▶ _Document passage_:
========

= Suicide of Takako Konishi =

Japanese office worker

Takako Konishi (1973 – November 2001) was a Japanese office worker from Tokyo whose body was found by a bow hunter in a field outside Detroit Lakes, Minnesota on November 15, 2001. Konishi had originally arrived in Minneapolis earlier that month, traveled to Bismarck, North Dakota, then to Fargo, North Dakota and finally to Detroit Lakes, Minnesota where she died.

Her death was ruled a suicide, but some erroneous media stories at the time reported that she, under the mistaken impression that the 1996 film Fargo was based on a true story, had died trying to locate the money hidden by Steve Buscemi's character, Carl Showalter.

==Death==
The Fargo theory surrounding Konishi's death resulted from a misunderstanding between Konishi and one of the Bismarck police officers with whom she had been speaking: Konishi reportedly kept repeating a word that sounded like "Fargo", while pointing at a drawing of a road and a tree. One officer, having seen the film, theorized that Konishi believed the buried money in the film was real, and they unsuccessfully attempted to explain this to Konishi, who remained undeterred. The story was then misreported by the media, leading to the urban legend that she had come to the United States to search for the money in the film.

In reality, Konishi had become depressed after losing her job at a Tokyo travel agency which went bankrupt; not only was she unable to find alternative employment, she also began consuming alcohol. It has been speculated that she came to Minneapolis because it was a place that she had previously visited with her former lover, a married American businessman whom she had met in Tokyo, but who had left her after taking another job in Singapore. Konishi was last seen wandering Detroit Lakes before her death. She apparently decided to die by suicide by lying down in the snow. It was also reported that she drank "two bottles of champagne"; however, although two empty bottles were allegedly "found near her body", postmortem examinations detected "no alcohol" in her bloodstream. While at least six different drugs were found in her system, including "sedatives, anti-convulsant drugs, tranquilizers and antipsychotics", these substances alone "weren't concentrated enough" to have caused her death, although they were "probably a contributing factor". An autopsy "found no sign of sexual assault" or trauma, and there was no evidence of an "overriding medical condition" that would have proven fatal. Although the coroner "was unable to determine the exact cause of her death", police investigators concluded that Konishi "was intending to commit suicide", and that "exposure to the cold" (perhaps exacerbated by drug intoxication) was the most plausible explanation.

========

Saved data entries
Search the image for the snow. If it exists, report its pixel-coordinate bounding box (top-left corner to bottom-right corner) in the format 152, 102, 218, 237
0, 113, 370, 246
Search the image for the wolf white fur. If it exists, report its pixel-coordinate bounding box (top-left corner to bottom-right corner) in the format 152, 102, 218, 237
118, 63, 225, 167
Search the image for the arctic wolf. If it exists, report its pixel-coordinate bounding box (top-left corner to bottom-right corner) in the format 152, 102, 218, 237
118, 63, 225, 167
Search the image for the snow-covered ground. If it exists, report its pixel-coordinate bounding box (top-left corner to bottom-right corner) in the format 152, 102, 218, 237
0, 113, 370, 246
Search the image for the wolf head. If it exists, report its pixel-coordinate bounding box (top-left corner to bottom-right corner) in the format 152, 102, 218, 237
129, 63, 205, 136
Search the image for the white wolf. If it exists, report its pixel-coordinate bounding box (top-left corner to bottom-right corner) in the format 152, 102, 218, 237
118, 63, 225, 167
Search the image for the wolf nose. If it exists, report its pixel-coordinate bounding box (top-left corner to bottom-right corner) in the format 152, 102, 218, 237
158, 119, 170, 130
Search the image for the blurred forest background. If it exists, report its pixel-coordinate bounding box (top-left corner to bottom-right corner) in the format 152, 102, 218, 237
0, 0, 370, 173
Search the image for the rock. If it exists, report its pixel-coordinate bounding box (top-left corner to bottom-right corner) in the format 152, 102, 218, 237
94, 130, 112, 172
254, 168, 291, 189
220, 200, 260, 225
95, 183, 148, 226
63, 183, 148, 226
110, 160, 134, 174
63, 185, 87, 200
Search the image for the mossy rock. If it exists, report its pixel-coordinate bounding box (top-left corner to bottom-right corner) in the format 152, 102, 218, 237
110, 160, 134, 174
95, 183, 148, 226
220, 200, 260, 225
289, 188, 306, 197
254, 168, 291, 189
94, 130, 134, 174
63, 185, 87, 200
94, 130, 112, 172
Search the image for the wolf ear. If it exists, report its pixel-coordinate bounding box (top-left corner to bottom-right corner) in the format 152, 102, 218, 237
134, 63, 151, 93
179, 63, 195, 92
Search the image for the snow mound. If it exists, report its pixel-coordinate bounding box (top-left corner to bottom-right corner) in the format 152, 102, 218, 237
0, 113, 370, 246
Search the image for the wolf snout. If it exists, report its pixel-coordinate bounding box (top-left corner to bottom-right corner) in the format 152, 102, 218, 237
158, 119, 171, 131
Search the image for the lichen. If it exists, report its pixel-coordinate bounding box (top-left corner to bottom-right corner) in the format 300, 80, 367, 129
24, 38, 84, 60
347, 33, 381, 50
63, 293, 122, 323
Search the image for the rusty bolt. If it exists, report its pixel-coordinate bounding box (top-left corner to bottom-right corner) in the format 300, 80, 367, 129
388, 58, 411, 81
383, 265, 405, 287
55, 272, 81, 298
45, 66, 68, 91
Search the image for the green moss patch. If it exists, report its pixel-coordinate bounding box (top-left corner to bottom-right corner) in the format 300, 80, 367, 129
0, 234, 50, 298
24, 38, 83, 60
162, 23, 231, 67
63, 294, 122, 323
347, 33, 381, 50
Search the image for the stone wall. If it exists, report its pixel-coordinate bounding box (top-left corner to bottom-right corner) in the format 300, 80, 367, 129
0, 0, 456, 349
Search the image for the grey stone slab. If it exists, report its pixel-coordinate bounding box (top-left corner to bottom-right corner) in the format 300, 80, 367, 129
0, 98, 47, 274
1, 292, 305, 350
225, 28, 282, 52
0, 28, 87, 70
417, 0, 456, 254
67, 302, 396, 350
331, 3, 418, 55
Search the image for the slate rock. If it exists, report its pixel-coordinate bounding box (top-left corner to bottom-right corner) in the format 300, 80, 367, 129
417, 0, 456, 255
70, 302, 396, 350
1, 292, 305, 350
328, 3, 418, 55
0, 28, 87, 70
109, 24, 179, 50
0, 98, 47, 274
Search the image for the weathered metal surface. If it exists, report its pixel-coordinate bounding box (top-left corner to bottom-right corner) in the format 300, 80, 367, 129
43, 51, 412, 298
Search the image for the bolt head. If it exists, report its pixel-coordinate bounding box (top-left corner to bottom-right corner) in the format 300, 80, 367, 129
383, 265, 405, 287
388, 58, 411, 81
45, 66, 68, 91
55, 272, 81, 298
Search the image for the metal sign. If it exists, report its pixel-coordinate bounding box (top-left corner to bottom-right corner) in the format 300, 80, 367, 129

========

▶ _Directions_:
1: Answer these questions from the article on Takako Konishi, each on its own line:
(a) Who found Konishi's body?
(b) What kind of business had employed Konishi before it went bankrupt?
(c) In what city did Konishi's former lover take another job?
2: Return the passage of the article on Takako Konishi starting at "Her death was" and ending at "in the film.", copied word for word.
The items above are not needed here.

▶ _Task-by-task outputs_:
1:
(a) A bow hunter
(b) A Tokyo travel agency
(c) Singapore

2:
Her death was ruled a suicide, but some erroneous media stories at the time reported that she, under the mistaken impression that the 1996 film Fargo was based on a true story, had died trying to locate the money hidden by Steve Buscemi's character, Carl Showalter.

==Death==
The Fargo theory surrounding Konishi's death resulted from a misunderstanding between Konishi and one of the Bismarck police officers with whom she had been speaking: Konishi reportedly kept repeating a word that sounded like "Fargo", while pointing at a drawing of a road and a tree. One officer, having seen the film, theorized that Konishi believed the buried money in the film was real, and they unsuccessfully attempted to explain this to Konishi, who remained undeterred. The story was then misreported by the media, leading to the urban legend that she had come to the United States to search for the money in the film.